WHAT IS BEING ASKED: Starting at the first of the lines below and ending at the line containing "pixel 186 252" (both included), lay out those lines as a numbered list, omitting any blank lines.

·····

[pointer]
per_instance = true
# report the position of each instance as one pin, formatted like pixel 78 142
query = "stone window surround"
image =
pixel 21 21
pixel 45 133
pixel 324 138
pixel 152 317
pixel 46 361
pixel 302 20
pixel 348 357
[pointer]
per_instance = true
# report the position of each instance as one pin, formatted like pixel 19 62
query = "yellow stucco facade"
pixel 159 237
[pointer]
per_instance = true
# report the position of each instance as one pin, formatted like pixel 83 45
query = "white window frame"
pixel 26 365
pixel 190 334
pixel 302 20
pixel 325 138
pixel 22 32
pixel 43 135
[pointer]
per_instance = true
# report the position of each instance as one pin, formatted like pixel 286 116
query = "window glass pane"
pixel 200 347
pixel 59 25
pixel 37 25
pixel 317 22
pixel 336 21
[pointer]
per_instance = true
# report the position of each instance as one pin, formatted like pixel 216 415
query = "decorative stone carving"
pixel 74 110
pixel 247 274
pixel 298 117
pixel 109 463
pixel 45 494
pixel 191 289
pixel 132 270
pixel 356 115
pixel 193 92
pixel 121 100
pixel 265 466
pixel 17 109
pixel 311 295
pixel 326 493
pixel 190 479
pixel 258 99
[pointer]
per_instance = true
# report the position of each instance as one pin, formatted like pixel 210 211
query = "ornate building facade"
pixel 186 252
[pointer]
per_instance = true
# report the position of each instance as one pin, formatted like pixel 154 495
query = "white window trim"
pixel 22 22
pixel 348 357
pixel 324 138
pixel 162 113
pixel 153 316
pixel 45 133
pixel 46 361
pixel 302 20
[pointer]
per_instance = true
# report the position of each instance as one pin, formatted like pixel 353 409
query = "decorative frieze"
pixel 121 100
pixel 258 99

·····

WRITTEN SOLUTION:
1. [pointer]
2. per_instance = true
3. # report the position of each instance as one pin, formatted like pixel 78 142
4. query = "stone window surround"
5. image =
6. pixel 21 21
7. pixel 45 133
8. pixel 324 138
9. pixel 152 317
10. pixel 46 361
11. pixel 302 20
12. pixel 348 357
13. [pointer]
14. per_instance = true
15. # report the position of each instance as one pin, formatted like pixel 19 62
16. query = "yellow stucco facade"
17. pixel 159 237
18. [pointer]
19. per_instance = true
20. # report the position of each instance as one pin, formatted like pixel 83 45
21. query = "white window frame"
22. pixel 26 365
23. pixel 190 334
24. pixel 302 20
25. pixel 325 138
26. pixel 22 32
27. pixel 43 135
28. [pointer]
29. per_instance = true
30. # report the position of each instance as one pin, formatted like pixel 286 116
31. query = "window glass pane"
32. pixel 200 347
33. pixel 59 25
34. pixel 37 25
35. pixel 317 22
36. pixel 336 21
37. [pointer]
38. per_instance = true
39. # report the position of each instance as one pin, formatted like pixel 216 415
40. query = "decorative stone carving"
41. pixel 74 110
42. pixel 247 274
43. pixel 298 117
44. pixel 109 463
45. pixel 45 494
46. pixel 191 289
47. pixel 132 270
48. pixel 356 115
49. pixel 193 92
50. pixel 121 100
51. pixel 265 466
52. pixel 17 109
53. pixel 311 295
54. pixel 326 493
55. pixel 190 479
56. pixel 258 99
57. [pointer]
58. per_instance = true
59. # report the position of each instance as one pin, formatted like pixel 210 211
60. query = "ornate building facade"
61. pixel 186 252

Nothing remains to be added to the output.